Dataset records
#####

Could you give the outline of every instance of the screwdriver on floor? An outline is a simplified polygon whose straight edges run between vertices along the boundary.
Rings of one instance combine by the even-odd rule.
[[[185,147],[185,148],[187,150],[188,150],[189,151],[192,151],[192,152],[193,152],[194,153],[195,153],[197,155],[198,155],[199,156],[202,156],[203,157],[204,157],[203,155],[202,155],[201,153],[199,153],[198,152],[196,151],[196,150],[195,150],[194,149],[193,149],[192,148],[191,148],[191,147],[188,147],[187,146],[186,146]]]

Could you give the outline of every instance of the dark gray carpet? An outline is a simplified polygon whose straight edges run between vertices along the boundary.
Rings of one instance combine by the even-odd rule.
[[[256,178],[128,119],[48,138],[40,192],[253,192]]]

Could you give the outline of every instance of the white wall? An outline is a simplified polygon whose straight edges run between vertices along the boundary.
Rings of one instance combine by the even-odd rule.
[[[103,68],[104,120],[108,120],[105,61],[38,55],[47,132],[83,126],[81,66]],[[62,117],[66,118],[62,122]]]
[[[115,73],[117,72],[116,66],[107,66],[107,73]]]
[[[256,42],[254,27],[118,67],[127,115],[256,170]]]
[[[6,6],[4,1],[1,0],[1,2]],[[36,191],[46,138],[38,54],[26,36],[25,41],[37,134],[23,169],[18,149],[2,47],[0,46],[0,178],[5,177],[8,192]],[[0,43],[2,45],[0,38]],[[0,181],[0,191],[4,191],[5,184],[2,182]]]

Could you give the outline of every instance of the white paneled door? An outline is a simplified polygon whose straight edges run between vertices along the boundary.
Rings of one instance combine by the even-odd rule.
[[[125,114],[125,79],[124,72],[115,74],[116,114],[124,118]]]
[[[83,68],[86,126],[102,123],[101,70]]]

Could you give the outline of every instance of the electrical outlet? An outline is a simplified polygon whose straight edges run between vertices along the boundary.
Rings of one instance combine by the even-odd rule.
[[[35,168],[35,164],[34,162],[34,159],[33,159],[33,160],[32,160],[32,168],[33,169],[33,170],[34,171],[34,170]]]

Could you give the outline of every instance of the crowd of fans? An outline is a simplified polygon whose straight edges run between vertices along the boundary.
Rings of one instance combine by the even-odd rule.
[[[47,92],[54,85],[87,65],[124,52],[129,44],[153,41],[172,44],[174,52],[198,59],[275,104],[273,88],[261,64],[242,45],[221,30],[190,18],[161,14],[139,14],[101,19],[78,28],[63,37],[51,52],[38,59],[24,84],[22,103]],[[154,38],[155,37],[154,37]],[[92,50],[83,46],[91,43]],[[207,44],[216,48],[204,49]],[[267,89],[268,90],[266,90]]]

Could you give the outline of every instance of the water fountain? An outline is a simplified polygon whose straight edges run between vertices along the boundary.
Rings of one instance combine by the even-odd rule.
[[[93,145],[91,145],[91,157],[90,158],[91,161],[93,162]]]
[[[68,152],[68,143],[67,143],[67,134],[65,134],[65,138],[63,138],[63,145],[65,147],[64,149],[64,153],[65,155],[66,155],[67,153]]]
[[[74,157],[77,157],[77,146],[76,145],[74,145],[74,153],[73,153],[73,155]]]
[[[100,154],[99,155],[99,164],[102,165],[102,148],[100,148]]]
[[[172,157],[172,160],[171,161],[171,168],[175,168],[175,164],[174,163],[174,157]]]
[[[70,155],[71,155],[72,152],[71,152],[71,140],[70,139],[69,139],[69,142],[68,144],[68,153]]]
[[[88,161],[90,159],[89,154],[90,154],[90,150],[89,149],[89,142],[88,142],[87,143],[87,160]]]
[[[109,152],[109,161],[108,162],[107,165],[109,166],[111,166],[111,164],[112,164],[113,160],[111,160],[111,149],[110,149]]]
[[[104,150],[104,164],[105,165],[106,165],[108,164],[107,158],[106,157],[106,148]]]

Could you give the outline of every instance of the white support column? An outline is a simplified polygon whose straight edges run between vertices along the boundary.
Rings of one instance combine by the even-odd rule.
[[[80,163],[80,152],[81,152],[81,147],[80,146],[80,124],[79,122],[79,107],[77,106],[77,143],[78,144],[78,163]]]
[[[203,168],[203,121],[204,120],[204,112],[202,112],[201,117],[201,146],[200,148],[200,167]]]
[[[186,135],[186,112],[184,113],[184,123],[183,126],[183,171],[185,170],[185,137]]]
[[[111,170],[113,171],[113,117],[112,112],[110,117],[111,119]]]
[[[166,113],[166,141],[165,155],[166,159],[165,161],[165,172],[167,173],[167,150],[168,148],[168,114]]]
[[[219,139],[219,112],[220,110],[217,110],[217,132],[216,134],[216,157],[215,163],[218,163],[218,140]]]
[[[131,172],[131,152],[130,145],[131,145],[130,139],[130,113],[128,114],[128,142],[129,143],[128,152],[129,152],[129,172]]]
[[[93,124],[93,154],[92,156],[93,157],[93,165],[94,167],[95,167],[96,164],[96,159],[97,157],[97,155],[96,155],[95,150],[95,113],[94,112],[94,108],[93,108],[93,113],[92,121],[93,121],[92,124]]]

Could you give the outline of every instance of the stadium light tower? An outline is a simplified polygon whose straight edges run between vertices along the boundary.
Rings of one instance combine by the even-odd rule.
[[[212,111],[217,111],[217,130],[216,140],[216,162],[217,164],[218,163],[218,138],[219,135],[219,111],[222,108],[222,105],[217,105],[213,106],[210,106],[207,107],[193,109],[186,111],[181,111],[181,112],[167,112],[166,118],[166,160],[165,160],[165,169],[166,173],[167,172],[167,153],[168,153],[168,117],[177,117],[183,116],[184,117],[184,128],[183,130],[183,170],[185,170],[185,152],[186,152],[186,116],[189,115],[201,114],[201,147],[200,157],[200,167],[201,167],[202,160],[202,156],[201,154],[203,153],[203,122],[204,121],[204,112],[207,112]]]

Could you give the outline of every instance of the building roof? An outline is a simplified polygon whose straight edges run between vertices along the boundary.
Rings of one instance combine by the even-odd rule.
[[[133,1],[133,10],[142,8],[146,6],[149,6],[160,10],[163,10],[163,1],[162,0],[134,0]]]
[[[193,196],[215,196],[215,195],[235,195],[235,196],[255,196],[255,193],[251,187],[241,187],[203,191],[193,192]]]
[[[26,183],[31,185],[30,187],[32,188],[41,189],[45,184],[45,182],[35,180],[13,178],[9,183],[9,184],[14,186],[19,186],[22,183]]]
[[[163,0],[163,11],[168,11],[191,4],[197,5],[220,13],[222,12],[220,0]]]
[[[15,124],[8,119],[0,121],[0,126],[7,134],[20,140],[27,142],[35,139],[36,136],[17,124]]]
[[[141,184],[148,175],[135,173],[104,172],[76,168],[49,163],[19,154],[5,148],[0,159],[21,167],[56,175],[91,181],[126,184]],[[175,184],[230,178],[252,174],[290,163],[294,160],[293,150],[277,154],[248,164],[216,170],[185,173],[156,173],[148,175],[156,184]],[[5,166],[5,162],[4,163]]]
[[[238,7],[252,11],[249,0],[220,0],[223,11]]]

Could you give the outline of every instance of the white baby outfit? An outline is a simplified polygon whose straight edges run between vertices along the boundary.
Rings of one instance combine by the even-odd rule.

#####

== TASK DETAILS ==
Reproduce the listing above with every "simplified polygon" switched to "reduced polygon" and all other text left unchanged.

== WRITTEN ANSWER ==
Could you give the outline of every instance of the screwdriver on floor? An outline is a reduced polygon whose straight edges run between vertices along the boundary.
Rings of one instance combine by the even-odd rule.
[[[185,147],[185,148],[187,150],[188,150],[189,151],[192,151],[192,152],[193,152],[194,153],[195,153],[197,155],[198,155],[199,156],[202,156],[203,157],[204,157],[203,155],[202,155],[201,153],[199,153],[198,152],[196,151],[196,150],[195,150],[194,149],[193,149],[192,148],[191,148],[191,147],[188,147],[187,146],[186,146]]]

Could you give the outline of every instance of the dark gray carpet? An outline is a reduced polygon whose straight edges run between vertices along the boundary.
Rings of one instance combine by the even-odd rule.
[[[256,178],[128,119],[48,138],[40,192],[253,192]]]

Could you give the outline of every instance of the white wall? An outline is a reduced polygon whose straight edges run between vertices along the boundary.
Rings of one instance combine by the even-odd rule.
[[[103,68],[104,120],[108,120],[105,61],[38,55],[47,132],[83,126],[81,66]],[[62,117],[66,118],[62,122]]]
[[[115,73],[117,72],[116,66],[107,66],[107,73]]]
[[[256,42],[254,27],[118,67],[127,115],[256,170]]]
[[[6,6],[4,1],[1,0],[1,2]],[[36,191],[46,138],[38,54],[26,36],[25,41],[37,134],[23,169],[18,149],[2,47],[0,46],[0,178],[5,177],[8,192]],[[0,43],[2,45],[0,38]],[[0,181],[0,191],[4,191],[5,184],[2,182]]]

Could you give the outline of every instance of the white paneled door? An outline is a reduced polygon whose straight edges run between vertices along the boundary.
Rings of one instance combine by the even-odd rule.
[[[125,114],[125,79],[124,72],[115,74],[116,114],[124,118]]]
[[[83,68],[86,126],[102,123],[101,70]]]

Could you give the outline of every instance of the electrical outlet? An outline is a reduced polygon whose straight edges run between vertices along the boundary.
Rings of one instance combine by the even-odd rule.
[[[35,168],[35,164],[34,162],[34,159],[33,159],[33,160],[32,160],[32,168],[33,169],[33,170],[34,171],[34,170]]]

Could you give the outline of every instance of the crowd of fans? An outline is a reduced polygon whose straight edges run between vertices along the boundary.
Rings of one instance combine by the even-odd rule.
[[[47,92],[54,85],[87,65],[124,52],[129,44],[153,41],[172,44],[174,52],[198,59],[275,104],[273,88],[261,64],[242,45],[221,30],[190,18],[161,14],[139,14],[101,19],[78,28],[63,37],[51,52],[38,59],[24,84],[22,103]],[[154,38],[155,37],[154,37]],[[92,50],[83,46],[91,43]],[[207,44],[216,48],[204,49]],[[267,89],[268,90],[266,90]]]

Could you give the outline of every instance of the water fountain? An outline is a reduced polygon whose straight edges run between vertices along the boundary.
Rings of one instance combine by the even-odd rule.
[[[93,145],[91,145],[91,157],[90,158],[91,161],[93,162]]]
[[[68,152],[68,143],[67,143],[67,134],[65,134],[65,138],[63,138],[63,145],[65,147],[64,149],[64,153],[65,155],[66,155],[67,153]]]
[[[74,157],[77,157],[77,146],[76,145],[74,145],[74,153],[73,153],[73,155]]]
[[[100,154],[99,155],[99,164],[102,165],[102,148],[100,148]]]
[[[172,157],[172,160],[171,161],[171,168],[175,168],[175,164],[174,163],[174,157]]]
[[[70,155],[71,155],[72,152],[71,152],[71,140],[70,139],[69,139],[69,142],[68,144],[68,153]]]
[[[88,161],[90,159],[89,154],[90,154],[90,150],[89,149],[89,142],[88,142],[87,143],[87,160]]]
[[[109,152],[109,161],[108,162],[107,165],[109,166],[111,166],[111,164],[112,164],[113,160],[111,160],[111,149],[110,149]]]
[[[104,150],[104,164],[105,165],[106,165],[108,164],[107,158],[106,157],[106,148]]]

Could you give the outline of every instance of the white support column? An outline is a reduced polygon whose straight edges run between vertices along the boundary.
Rings of one instance combine by the even-odd rule.
[[[80,163],[80,152],[81,152],[81,147],[80,146],[80,124],[79,122],[79,107],[77,106],[77,143],[78,144],[78,163]]]
[[[203,168],[203,121],[204,120],[204,112],[202,112],[201,117],[201,146],[200,148],[200,167]]]
[[[186,135],[186,112],[184,113],[184,123],[183,126],[183,171],[185,170],[185,137]]]
[[[111,170],[113,171],[113,117],[112,112],[110,117],[111,119]]]
[[[166,113],[166,141],[165,155],[166,159],[165,161],[165,172],[167,173],[167,150],[168,148],[168,114]]]
[[[219,139],[219,112],[220,110],[217,110],[217,132],[216,134],[216,157],[215,163],[218,163],[218,140]]]
[[[131,172],[131,152],[130,145],[131,145],[130,139],[130,113],[128,114],[128,142],[129,143],[128,152],[129,152],[129,172]]]
[[[93,124],[93,154],[92,156],[93,157],[93,165],[94,167],[95,167],[96,164],[96,159],[97,157],[97,155],[96,155],[95,150],[95,113],[94,112],[94,108],[93,108],[93,113],[92,121],[93,121],[92,124]]]

Could you give the outline of every instance of the stadium light tower? An outline is a reduced polygon whose straight edges run between vertices along the boundary.
Rings of one instance combine by the even-odd rule.
[[[212,111],[217,111],[217,130],[216,140],[216,162],[217,164],[218,163],[218,138],[219,135],[219,111],[222,108],[222,105],[217,105],[213,106],[210,106],[207,107],[193,109],[186,111],[181,111],[181,112],[167,112],[166,118],[166,160],[165,160],[165,169],[166,173],[167,172],[167,153],[168,153],[168,117],[177,117],[183,116],[184,117],[184,128],[183,130],[183,170],[185,170],[185,152],[186,152],[186,116],[189,115],[201,114],[201,147],[200,157],[200,167],[201,167],[202,160],[202,156],[201,154],[203,153],[203,122],[204,121],[204,112],[207,112]]]

Could you give the outline of every instance of the building roof? An outline is a reduced polygon whose straight edges run between vertices along the boundary.
Rings of one instance combine by the even-odd rule.
[[[133,1],[133,10],[142,8],[146,6],[149,6],[160,10],[163,10],[163,1],[162,0],[134,0]]]
[[[193,196],[215,196],[215,195],[235,195],[235,196],[255,196],[255,193],[251,187],[241,187],[203,191],[193,192]]]
[[[26,183],[31,185],[30,187],[32,188],[41,189],[45,184],[45,182],[35,180],[13,178],[9,183],[9,184],[14,186],[19,186],[22,183]]]
[[[163,0],[163,11],[168,11],[191,4],[197,5],[220,13],[222,12],[220,0]]]
[[[15,124],[8,119],[0,121],[0,126],[7,134],[20,140],[27,142],[35,139],[36,136],[17,124]]]
[[[141,184],[148,175],[135,173],[104,172],[76,168],[49,163],[19,154],[5,148],[0,159],[21,167],[56,175],[91,181],[126,184]],[[175,184],[230,178],[252,174],[290,163],[294,160],[293,150],[277,154],[248,164],[216,170],[185,173],[156,173],[148,175],[156,184]],[[5,166],[5,162],[4,163]]]
[[[238,7],[252,11],[249,0],[220,0],[223,11]]]

Could you give the outline of every instance of the white baby outfit? An outline is a reduced polygon whose straight edges run between vertices along the boundary.
Rings of one instance combine by the even-odd rule.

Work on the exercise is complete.